--- START OF The data ---
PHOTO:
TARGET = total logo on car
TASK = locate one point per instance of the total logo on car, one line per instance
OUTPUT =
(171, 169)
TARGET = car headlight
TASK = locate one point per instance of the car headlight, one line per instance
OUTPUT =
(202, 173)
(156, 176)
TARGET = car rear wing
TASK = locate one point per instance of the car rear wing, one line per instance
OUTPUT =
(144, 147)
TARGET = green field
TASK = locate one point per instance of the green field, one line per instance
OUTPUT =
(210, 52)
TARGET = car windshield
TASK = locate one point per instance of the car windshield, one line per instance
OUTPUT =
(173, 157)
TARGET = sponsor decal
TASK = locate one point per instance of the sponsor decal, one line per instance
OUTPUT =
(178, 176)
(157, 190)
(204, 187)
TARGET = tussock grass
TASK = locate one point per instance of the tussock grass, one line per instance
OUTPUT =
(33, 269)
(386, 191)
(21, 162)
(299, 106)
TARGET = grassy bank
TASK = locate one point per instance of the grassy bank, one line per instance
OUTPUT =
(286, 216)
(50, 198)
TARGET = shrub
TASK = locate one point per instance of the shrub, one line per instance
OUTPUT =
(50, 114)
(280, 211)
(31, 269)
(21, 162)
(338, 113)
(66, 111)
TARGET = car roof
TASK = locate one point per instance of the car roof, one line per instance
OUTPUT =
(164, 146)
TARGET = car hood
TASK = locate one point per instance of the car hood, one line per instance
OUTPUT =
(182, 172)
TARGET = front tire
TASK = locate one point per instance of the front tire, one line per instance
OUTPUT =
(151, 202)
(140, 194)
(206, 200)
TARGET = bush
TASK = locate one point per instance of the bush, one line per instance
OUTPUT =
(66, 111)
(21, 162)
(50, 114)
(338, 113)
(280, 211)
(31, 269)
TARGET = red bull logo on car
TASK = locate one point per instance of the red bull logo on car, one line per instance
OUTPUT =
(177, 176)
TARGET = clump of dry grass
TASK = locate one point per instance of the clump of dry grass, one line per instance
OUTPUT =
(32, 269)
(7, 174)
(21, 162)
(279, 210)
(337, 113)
--- END OF The data ---
--- START OF The data ---
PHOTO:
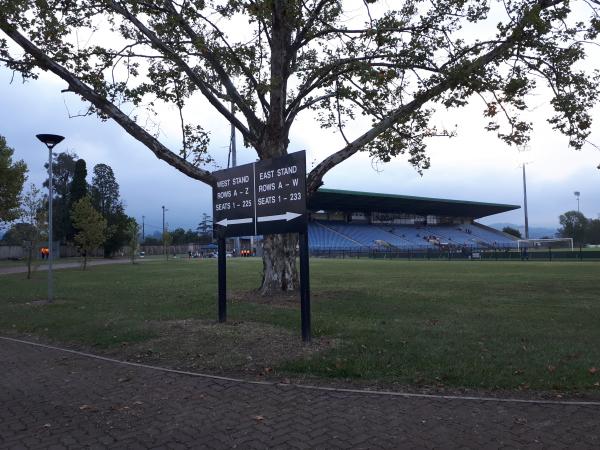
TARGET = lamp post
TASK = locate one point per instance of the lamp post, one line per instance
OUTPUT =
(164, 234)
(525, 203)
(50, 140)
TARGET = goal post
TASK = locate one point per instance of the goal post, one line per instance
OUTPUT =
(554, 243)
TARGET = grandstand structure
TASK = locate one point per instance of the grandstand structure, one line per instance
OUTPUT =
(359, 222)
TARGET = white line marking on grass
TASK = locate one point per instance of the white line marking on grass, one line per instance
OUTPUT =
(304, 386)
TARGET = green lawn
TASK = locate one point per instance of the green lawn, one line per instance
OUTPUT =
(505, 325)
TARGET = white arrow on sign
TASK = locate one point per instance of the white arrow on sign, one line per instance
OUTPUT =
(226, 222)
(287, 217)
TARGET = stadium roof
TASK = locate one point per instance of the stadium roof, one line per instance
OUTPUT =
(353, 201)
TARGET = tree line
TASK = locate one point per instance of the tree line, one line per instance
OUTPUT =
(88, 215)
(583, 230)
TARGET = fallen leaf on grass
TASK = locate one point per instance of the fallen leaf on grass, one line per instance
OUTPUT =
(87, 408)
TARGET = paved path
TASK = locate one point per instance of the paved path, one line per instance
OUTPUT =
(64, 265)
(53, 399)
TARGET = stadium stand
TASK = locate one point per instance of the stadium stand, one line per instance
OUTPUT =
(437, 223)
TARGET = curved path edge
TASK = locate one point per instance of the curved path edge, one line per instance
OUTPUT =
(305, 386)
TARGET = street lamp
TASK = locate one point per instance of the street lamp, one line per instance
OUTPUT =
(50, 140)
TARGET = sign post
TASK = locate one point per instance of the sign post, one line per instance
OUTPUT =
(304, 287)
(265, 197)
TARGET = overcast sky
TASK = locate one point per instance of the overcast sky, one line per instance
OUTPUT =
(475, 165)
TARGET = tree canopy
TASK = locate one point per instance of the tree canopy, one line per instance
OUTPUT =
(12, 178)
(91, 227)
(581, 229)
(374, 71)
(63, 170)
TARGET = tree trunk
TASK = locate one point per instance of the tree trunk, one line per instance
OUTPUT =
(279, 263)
--- END OF The data ---
Aim of the exercise
Extract every line in the rows above that contains the string "decal", matching case exactly.

Full solution
TARGET = sponsor decal
TASK = locate one point per instance of the sponsor decal, one line per instance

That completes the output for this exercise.